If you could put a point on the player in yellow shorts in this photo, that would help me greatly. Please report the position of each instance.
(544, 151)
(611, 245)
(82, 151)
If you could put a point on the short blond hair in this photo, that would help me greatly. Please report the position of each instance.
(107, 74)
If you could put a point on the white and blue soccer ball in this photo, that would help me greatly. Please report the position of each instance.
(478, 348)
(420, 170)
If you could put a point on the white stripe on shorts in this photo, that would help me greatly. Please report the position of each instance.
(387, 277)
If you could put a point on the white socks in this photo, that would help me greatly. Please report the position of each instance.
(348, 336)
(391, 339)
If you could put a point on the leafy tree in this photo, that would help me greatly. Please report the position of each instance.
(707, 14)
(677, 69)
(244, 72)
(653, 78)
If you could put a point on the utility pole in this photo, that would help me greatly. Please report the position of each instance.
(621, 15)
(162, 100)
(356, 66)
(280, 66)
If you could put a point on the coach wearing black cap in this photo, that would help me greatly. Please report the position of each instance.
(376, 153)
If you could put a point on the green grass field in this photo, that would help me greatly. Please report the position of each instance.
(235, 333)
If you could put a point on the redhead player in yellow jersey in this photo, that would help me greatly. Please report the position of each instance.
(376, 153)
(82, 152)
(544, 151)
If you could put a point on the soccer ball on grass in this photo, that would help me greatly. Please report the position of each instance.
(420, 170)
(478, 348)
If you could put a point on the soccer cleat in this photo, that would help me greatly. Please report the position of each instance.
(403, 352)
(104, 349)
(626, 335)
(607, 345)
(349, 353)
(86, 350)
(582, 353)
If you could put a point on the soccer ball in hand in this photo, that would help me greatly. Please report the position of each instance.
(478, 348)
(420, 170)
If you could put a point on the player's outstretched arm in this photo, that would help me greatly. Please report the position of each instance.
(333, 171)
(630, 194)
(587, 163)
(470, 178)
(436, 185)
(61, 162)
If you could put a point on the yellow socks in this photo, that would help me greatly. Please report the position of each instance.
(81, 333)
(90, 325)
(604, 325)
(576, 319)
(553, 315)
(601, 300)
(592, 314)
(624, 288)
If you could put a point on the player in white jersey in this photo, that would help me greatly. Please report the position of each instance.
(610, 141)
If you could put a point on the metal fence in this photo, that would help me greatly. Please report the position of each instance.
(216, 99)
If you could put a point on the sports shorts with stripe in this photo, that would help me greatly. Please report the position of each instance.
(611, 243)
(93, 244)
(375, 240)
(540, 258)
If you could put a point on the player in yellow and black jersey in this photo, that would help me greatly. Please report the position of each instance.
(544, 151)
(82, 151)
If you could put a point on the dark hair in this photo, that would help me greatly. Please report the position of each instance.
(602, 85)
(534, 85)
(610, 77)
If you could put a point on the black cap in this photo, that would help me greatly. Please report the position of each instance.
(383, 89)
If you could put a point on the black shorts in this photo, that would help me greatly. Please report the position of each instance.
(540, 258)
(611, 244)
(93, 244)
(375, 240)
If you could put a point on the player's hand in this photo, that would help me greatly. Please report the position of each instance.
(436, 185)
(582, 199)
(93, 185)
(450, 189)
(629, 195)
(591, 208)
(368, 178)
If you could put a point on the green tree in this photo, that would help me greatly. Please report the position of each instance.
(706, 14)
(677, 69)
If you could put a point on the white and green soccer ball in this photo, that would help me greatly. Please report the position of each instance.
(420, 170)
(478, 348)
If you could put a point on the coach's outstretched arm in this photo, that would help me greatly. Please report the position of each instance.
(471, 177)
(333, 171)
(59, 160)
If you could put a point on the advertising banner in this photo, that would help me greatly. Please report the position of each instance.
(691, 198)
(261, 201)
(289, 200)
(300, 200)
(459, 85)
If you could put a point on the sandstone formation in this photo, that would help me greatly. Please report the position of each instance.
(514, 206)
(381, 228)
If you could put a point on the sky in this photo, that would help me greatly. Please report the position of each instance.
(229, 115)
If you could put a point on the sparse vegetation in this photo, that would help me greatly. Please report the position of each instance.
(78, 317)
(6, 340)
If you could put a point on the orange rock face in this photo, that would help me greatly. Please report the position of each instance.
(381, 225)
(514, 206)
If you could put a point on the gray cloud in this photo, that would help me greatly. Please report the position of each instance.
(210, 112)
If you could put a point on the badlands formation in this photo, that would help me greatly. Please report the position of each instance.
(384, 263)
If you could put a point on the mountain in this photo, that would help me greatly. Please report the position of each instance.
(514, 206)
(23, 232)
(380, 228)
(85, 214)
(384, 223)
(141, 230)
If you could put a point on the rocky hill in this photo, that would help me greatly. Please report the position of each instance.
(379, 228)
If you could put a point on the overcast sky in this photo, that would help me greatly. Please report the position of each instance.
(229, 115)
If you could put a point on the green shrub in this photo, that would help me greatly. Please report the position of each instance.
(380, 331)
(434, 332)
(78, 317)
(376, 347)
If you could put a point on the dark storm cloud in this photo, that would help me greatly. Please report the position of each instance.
───
- [Work to be completed] Reproduce the entire listing word for word.

- [Full solution]
If you could put a point on the player in yellow shorts in this photo, that would help me greatly. Please report the position of each instance.
(544, 151)
(611, 245)
(82, 151)
If you could put a point on the short blond hair in this photo, that would help me greatly. Please report the position of each instance.
(107, 74)
If you could put a point on the white and blue soccer ball in this photo, that would help me greatly. Please report the position of each instance.
(478, 348)
(420, 170)
If you could put a point on the white stripe on shorts in this photo, that would help me greatly. Please report the position of each instance.
(387, 277)
If you could put a point on the white socks in this photo, that would help me greatly. Please report the position of each instance.
(348, 336)
(391, 339)
If you could put a point on the leafy tree in this photo, that would help me greatly. Please report the position of each instance.
(707, 14)
(677, 69)
(244, 72)
(653, 78)
If you could put a point on the utility pole in this photo, that would help me greatly. Please report the position of each instance.
(621, 15)
(162, 100)
(356, 66)
(280, 66)
If you could put a point on the coach wearing black cap in this photo, that would help me greatly. Please report the position of each instance.
(376, 153)
If you could put a point on the green grass field in this photo, that would help me greatly. Please report the position of each instance.
(235, 333)
If you could put a point on the redhead player in yellow jersey in this photo, that would help me greatly. Please report the position of each instance.
(376, 153)
(82, 152)
(544, 151)
If you could put a point on the soccer ball on grass in this photo, that would help me greatly. Please report the position of each instance.
(420, 170)
(478, 348)
If you could put a point on the soccer cleat in this photo, that would help me greatly. Please report the position of each instance.
(403, 352)
(104, 349)
(626, 335)
(607, 345)
(349, 353)
(86, 350)
(582, 353)
If you could put a point on the soccer ball in hand in this photo, that would help me greatly. Please report the position of each instance.
(478, 348)
(420, 170)
If you could put a point on the player's outstretched arm in this photo, that would help me greatly. Please report the position of each instance.
(333, 171)
(630, 194)
(587, 163)
(470, 178)
(436, 185)
(61, 162)
If you could put a point on the yellow socks in this photo, that would help me greatly. Please report the position of each instance.
(81, 333)
(90, 325)
(604, 325)
(576, 319)
(553, 315)
(601, 300)
(592, 314)
(624, 288)
If you could put a point on the player in white jersey in this photo, that would help me greatly. Please report the position of each instance.
(610, 141)
If you could put a point on the metal fence in this photo, that would help me greatly. Please report the position of each instance.
(216, 99)
If you could put a point on the sports shorts with stripe in this photo, that would help me greatly. Please report the position of each instance.
(611, 243)
(93, 244)
(375, 240)
(540, 258)
If you could put a point on the player in yellow and black jersey in this photo, that would help me greatly. Please report the position of each instance.
(544, 151)
(82, 151)
If you could put a point on the dark hair in this photo, that would help me greatly. Please report the position of each instance.
(602, 85)
(534, 85)
(610, 77)
If you could put a point on the black cap in this photo, that would help me greatly. Please report the position of each instance.
(383, 89)
If you could put a point on the black shorts in this photo, that would help me greatly. Please report the position of each instance.
(540, 258)
(611, 244)
(93, 244)
(375, 240)
If you could put a point on the player's hand in this photo, that would help me greatly. Please report the position of each instance.
(436, 185)
(582, 199)
(93, 185)
(450, 189)
(629, 195)
(591, 208)
(368, 178)
If you could put a point on the green tree in this photo, that would help me greatly. Please report the position of each instance.
(706, 14)
(677, 69)
If you could put a point on the white and green soccer ball in this photo, that would help me greatly. Please report the position of each instance.
(420, 170)
(478, 348)
If you could put a point on the coach's outstretched arm in this photo, that would help me greatly. Please report the position of each instance.
(471, 177)
(333, 171)
(59, 160)
If you could put a point on the advertising banner in this photo, that would help me greatly. Please report the position of each instance.
(691, 198)
(261, 201)
(289, 200)
(300, 200)
(459, 85)
If you could put a point on the sandstone formation in this photo, that would help me greatly. Please report the position of each instance.
(514, 206)
(381, 228)
If you could put a point on the sky in this photo, that would help me greatly. Please report the position of each instance.
(229, 115)
If you could put a point on the sparse vegetation in this photo, that would help me greatly. Please report the position of each instance.
(78, 317)
(6, 340)
If you could put a point on the orange rock face in this photo, that would help me greatly. Please report the position of each instance.
(381, 225)
(514, 206)
If you could put a point on the gray cloud in this photo, that would help me greatly. Please report the position of each instance.
(210, 112)
If you could put a point on the badlands formation in this photo, that would help me greatly. Please report the position of each instance.
(384, 263)
If you could put a point on the mountain in this photo, that would help me greatly. Please report the position of each instance.
(514, 206)
(23, 232)
(380, 228)
(85, 214)
(384, 223)
(141, 230)
If you could put a point on the rocky hill in this photo, that would help me greatly. Please report the position of each instance.
(379, 228)
If you could put a point on the overcast sky in this photo, that would help me greatly. Please report the position of each instance.
(229, 115)
If you could put a point on the green shrub in this photo, that would help me greatly. Please report the position of each instance.
(380, 331)
(434, 332)
(78, 317)
(376, 347)
If you could put a point on the dark storm cloud in this photo, that would help me greatly. Please report the position of each instance.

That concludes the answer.